== Segment start ==
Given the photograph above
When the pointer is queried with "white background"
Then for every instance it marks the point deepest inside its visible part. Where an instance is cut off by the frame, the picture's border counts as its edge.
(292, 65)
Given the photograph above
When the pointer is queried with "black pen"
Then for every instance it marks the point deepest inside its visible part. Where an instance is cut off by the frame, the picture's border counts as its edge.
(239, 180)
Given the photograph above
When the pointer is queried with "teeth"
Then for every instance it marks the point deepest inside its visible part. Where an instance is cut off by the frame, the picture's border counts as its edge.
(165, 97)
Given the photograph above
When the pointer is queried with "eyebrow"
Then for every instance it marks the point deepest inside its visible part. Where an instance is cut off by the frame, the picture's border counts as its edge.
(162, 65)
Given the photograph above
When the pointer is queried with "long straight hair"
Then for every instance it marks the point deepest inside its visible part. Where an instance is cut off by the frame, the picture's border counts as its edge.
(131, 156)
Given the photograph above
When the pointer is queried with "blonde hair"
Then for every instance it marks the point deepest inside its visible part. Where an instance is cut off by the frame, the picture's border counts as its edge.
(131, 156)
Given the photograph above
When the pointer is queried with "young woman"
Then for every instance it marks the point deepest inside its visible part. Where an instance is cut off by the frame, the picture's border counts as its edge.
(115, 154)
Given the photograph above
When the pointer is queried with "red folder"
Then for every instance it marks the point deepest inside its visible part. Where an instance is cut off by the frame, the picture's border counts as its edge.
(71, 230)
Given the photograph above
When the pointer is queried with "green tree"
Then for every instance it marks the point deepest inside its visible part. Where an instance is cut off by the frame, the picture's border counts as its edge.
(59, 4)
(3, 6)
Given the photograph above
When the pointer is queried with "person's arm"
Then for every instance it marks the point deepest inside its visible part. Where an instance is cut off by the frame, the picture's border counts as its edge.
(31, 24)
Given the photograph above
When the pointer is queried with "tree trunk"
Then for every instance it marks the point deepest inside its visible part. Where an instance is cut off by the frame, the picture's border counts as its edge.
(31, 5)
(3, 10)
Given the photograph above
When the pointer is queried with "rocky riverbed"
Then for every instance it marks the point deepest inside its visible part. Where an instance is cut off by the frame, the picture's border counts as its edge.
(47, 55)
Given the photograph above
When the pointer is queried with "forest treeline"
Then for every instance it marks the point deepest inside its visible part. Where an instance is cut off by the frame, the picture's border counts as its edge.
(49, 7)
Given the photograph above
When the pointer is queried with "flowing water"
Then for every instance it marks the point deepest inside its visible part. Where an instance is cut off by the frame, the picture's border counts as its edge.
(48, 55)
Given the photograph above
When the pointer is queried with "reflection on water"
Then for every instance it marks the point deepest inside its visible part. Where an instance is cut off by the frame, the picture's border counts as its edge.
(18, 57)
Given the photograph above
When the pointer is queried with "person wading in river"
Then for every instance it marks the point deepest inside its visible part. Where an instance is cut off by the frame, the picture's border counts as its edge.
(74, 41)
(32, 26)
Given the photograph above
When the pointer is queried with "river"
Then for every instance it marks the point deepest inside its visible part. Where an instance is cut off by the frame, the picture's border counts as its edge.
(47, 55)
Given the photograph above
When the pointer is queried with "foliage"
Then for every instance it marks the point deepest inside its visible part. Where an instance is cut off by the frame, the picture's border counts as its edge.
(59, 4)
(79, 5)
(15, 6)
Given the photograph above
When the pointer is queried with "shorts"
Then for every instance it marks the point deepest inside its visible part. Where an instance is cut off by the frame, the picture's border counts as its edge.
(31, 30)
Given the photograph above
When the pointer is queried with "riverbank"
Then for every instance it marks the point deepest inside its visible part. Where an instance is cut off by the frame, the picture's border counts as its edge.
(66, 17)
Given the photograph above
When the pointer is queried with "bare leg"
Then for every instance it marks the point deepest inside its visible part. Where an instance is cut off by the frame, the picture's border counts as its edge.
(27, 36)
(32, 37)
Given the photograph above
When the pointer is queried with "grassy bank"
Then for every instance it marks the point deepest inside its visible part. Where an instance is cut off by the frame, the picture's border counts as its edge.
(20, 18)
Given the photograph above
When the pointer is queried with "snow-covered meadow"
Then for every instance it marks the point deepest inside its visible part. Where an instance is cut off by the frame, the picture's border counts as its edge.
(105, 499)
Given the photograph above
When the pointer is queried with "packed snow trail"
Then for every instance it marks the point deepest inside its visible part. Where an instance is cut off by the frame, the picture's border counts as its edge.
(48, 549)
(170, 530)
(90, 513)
== Segment end ==
Exercise prompt:
In the material above, find each line that has the string "person" and return it.

Solved problem:
When the pointer is queried with "person's arm"
When the pointer is queried with "person wading in river"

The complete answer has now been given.